[Problem requirements]:
In the guide below on processing MPCCD images with DIALS, what gain value applies, and what does the Cheetah pipeline normalize 1 photon to in its output?

[Document excerpt]:
----

-
Notifications
You must be signed in to change notification settings - Fork 2
Processing MPCCD images by DIALS
MPCCD support in DIALS is under development. This document is for developers and experts!
Here, we will process a lysozyme dataset we processed with CrystFEL in earlier sections (CXIDB #33, runs 266711-266721).
First, read an excellent documentation "Processing XFEL data with cctbx.xfel and DIALS" in Computational Crystallography Newsletter 2016, July.
We assume that you have built the latest version of DIALS and CCTBX from the respository.
Import one of the HDF5 files from Cheetah and run spot finding on the first several images.
dials.import run266711-0.h5
dials.find_spots datablock.json min_spot_size=1 d_max=20 scan_range=1,10
Inspect spot finding results in dials.image_viewer
. Detected spot centroids are marked by pink dots.
dials.image_viewer datablock.json strong.pickle
If the result is unsatisfactory, tweak min_spot_size
(try 1, 2, 3) and global_threshold
. The gain
is 10, because the Cheetah pipeline normalizes 1 photon to be 10 counts in the output. You do not have to specify this in a command line argument, because it is automatically set by the dxtbx
format class. Also check the resolution of the beam stop shadow.

----

(Records excerpted from a collection)
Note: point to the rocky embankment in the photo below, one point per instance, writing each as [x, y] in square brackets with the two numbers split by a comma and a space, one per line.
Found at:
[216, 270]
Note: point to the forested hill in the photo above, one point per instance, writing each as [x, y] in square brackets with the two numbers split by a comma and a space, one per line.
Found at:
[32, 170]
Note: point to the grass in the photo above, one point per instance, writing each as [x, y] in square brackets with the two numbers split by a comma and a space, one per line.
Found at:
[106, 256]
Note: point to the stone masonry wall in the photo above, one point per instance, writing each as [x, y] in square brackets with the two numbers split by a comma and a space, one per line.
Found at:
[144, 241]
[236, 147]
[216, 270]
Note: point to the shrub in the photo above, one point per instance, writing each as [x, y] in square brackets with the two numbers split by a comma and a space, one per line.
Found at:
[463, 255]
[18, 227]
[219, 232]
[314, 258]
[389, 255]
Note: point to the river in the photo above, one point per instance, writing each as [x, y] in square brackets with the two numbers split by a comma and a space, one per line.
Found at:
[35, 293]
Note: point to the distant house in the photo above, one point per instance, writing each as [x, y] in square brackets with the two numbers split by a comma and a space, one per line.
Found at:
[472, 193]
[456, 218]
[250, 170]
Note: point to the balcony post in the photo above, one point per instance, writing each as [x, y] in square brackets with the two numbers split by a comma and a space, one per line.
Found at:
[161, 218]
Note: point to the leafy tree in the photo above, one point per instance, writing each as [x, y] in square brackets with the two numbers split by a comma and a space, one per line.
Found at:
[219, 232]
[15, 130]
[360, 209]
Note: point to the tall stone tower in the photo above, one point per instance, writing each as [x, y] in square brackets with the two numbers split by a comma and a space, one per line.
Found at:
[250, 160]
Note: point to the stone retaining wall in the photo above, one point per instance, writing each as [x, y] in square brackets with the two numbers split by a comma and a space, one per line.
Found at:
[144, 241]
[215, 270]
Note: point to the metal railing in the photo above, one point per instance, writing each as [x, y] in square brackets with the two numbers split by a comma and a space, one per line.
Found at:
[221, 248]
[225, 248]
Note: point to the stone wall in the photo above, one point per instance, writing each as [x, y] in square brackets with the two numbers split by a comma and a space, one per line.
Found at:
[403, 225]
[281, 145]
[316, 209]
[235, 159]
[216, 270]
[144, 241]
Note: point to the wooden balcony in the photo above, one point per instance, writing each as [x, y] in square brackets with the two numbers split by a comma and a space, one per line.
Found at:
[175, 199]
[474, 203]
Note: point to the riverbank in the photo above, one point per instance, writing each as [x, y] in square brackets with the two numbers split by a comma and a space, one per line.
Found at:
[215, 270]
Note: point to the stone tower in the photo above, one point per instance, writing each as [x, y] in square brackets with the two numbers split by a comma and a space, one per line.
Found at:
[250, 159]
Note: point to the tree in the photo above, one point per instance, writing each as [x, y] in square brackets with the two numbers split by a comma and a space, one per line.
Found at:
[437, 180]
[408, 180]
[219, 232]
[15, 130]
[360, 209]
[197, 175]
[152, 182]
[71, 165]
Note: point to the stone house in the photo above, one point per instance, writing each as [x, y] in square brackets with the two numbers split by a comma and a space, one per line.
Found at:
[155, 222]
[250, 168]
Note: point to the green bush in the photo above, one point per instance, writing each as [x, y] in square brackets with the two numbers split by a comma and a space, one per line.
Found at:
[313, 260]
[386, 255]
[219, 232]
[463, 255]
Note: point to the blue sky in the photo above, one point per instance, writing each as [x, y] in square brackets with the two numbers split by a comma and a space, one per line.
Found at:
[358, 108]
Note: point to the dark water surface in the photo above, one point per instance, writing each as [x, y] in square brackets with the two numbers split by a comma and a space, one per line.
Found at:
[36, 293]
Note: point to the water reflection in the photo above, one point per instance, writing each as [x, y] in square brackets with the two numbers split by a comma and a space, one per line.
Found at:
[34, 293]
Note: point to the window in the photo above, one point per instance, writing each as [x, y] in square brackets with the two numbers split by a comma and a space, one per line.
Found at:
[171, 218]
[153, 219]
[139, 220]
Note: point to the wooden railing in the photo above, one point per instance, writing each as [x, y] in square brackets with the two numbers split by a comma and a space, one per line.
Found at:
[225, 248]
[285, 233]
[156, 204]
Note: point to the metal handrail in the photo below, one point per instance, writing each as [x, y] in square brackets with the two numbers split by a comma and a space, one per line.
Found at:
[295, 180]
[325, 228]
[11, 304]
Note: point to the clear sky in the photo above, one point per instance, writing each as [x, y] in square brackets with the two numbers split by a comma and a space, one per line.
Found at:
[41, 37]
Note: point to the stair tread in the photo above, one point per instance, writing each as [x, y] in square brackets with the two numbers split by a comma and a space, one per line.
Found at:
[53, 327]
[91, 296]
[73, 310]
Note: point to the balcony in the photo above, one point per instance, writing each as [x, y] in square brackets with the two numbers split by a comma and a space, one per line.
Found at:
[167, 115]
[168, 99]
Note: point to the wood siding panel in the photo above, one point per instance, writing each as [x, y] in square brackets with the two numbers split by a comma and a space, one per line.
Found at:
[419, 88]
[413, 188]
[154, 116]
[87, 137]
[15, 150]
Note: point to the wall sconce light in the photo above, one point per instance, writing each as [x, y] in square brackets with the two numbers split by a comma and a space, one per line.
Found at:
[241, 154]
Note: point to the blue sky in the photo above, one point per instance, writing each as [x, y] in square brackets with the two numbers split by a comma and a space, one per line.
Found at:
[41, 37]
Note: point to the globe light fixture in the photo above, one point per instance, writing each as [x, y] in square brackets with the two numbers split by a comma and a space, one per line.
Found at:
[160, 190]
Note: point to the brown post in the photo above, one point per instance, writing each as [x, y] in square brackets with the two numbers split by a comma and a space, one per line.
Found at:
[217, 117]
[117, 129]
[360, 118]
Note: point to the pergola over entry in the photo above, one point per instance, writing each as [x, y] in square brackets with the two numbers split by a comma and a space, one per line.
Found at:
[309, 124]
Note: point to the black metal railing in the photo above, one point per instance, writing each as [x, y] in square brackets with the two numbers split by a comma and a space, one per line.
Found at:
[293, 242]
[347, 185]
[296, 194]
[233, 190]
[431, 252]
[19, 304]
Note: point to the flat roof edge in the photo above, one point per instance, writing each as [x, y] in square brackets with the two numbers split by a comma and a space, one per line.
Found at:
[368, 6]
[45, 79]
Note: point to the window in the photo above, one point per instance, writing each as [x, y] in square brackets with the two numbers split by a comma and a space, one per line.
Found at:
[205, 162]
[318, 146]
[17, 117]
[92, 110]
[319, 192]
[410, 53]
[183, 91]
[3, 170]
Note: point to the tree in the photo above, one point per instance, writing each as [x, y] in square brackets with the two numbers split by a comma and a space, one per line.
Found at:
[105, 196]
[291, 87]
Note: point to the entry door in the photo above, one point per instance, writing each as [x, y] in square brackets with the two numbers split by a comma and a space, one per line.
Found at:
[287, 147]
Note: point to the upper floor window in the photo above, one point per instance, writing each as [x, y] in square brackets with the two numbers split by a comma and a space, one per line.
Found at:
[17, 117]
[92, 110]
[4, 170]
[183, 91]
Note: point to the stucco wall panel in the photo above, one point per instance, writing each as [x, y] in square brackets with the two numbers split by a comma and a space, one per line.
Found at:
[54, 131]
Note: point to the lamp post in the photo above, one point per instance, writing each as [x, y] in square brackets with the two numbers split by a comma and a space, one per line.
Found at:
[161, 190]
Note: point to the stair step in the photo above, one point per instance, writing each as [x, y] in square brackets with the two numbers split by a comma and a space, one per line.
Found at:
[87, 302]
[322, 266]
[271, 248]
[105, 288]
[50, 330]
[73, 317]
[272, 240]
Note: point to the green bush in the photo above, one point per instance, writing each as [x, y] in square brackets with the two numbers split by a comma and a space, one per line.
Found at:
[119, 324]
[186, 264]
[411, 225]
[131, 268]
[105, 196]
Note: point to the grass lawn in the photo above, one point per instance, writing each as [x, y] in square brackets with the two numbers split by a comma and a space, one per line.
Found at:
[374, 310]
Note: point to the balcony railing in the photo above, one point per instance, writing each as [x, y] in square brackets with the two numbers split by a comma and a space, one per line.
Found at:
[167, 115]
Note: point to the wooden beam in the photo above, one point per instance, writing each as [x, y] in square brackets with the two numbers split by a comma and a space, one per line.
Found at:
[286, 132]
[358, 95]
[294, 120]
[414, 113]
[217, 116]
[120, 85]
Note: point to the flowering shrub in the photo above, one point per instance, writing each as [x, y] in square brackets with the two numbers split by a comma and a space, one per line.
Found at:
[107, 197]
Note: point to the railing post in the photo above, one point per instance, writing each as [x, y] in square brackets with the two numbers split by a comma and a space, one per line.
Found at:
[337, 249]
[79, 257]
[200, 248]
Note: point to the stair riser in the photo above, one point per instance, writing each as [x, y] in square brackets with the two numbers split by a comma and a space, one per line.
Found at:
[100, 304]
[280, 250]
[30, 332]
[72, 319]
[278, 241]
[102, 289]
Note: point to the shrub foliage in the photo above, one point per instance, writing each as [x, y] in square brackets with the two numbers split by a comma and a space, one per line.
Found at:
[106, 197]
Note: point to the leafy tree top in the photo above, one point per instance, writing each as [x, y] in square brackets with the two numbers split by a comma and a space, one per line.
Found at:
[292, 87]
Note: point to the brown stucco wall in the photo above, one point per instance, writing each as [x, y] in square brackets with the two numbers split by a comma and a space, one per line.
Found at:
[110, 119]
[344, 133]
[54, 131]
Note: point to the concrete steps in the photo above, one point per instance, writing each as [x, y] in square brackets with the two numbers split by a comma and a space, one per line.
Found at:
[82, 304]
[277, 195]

----

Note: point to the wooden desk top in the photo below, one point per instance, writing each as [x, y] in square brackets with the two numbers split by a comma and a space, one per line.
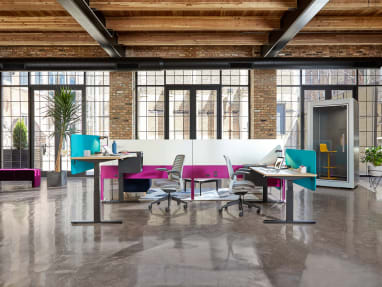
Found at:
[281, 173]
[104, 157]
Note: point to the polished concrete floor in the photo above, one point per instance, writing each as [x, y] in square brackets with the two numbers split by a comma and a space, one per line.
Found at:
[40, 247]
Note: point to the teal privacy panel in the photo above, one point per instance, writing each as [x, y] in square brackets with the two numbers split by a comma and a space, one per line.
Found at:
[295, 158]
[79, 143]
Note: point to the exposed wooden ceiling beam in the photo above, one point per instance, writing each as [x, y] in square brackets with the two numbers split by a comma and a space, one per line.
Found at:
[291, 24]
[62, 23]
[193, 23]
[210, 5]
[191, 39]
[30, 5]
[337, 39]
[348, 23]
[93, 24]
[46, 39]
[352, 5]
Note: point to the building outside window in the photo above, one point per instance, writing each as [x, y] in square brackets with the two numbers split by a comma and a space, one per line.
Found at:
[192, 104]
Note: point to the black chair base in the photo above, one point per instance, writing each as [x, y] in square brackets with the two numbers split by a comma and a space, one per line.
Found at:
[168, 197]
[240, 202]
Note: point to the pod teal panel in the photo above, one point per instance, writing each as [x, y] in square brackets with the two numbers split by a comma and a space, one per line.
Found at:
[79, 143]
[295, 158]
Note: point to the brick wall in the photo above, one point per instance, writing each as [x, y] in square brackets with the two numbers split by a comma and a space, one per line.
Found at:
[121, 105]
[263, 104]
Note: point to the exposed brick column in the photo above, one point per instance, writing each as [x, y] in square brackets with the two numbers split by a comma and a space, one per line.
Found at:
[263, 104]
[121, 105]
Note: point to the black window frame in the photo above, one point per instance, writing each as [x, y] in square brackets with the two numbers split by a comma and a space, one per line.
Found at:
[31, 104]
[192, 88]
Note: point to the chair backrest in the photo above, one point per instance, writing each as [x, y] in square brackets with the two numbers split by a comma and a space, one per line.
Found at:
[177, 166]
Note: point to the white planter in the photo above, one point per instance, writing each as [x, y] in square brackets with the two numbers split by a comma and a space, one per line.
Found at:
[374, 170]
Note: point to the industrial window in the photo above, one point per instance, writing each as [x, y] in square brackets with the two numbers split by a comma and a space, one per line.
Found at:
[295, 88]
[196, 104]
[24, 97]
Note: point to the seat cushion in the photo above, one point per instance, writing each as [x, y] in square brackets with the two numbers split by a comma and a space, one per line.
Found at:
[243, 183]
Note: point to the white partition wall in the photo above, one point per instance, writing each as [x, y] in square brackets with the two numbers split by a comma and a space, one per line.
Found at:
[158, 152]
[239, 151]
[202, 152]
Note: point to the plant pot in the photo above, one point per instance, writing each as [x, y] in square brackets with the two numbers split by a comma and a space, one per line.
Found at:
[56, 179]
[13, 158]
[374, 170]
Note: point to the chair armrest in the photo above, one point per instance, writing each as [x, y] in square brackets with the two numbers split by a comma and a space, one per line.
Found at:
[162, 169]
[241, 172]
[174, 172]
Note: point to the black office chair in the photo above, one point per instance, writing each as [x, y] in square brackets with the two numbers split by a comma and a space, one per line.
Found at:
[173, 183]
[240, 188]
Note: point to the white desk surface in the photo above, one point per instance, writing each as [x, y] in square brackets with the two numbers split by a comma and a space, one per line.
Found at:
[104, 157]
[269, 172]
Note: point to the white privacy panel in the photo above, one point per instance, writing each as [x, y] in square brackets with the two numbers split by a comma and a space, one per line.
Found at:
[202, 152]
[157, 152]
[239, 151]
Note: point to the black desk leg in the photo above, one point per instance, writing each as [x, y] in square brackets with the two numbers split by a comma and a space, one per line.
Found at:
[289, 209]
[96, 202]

----

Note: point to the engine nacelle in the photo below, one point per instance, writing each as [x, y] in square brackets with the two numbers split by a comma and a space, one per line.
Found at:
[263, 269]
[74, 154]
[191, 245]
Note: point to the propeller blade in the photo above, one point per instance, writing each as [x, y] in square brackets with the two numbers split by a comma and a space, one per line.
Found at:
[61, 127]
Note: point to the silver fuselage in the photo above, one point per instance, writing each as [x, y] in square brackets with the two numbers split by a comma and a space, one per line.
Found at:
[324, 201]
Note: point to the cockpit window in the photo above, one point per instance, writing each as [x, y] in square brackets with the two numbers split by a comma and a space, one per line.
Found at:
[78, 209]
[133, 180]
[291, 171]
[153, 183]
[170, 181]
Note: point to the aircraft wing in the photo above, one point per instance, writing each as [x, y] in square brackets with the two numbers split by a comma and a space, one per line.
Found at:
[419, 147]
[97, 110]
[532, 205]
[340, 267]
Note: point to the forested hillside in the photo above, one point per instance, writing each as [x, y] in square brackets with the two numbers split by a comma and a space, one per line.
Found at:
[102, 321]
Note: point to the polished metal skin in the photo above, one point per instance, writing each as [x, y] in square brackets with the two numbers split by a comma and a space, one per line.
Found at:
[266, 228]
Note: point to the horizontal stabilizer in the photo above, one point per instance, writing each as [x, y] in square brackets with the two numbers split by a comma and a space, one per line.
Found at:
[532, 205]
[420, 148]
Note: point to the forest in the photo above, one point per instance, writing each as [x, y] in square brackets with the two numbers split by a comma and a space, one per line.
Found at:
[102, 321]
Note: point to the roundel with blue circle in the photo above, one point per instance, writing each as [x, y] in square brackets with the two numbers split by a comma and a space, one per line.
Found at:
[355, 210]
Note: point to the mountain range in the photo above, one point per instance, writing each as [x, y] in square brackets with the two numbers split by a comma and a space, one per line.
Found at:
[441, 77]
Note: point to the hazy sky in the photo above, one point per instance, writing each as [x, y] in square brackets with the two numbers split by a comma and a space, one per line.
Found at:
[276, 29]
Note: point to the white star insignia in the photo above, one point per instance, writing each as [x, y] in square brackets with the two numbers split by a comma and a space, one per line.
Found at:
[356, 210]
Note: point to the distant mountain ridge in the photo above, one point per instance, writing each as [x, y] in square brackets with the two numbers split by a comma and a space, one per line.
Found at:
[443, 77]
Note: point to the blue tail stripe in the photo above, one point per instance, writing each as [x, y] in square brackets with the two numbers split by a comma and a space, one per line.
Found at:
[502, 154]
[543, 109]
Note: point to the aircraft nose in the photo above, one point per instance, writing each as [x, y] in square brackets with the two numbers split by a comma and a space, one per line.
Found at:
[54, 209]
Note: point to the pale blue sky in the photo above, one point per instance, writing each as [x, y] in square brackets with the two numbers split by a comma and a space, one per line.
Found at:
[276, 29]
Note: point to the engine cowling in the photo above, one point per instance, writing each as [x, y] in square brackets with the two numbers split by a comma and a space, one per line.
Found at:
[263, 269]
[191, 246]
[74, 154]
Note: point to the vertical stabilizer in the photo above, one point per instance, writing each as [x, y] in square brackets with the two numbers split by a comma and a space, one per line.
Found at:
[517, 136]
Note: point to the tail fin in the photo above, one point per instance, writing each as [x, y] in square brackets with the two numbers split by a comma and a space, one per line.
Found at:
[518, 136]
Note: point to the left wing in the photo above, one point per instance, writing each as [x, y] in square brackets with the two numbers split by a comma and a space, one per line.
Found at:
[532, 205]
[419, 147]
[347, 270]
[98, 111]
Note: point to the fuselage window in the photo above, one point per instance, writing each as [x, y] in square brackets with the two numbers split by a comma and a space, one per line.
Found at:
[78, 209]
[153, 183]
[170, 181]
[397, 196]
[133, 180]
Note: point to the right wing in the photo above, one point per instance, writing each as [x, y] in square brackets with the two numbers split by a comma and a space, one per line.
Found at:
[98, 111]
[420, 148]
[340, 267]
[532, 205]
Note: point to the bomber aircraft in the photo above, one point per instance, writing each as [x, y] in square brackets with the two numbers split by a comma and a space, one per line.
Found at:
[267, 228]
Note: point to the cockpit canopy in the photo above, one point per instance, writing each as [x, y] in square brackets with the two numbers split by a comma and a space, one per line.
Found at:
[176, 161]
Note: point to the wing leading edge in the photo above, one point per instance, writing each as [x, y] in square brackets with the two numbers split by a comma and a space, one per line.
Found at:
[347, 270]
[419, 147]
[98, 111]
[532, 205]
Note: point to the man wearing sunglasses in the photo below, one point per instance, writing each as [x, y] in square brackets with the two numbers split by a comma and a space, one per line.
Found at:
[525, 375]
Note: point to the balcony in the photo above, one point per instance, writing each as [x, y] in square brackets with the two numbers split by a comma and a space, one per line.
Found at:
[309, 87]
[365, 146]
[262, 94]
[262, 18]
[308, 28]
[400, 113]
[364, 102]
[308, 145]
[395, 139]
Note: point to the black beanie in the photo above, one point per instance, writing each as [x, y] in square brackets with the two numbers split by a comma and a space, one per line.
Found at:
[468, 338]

----

[Result]:
The gain is 10, because the Cheetah pipeline normalizes 1 photon to 10 counts.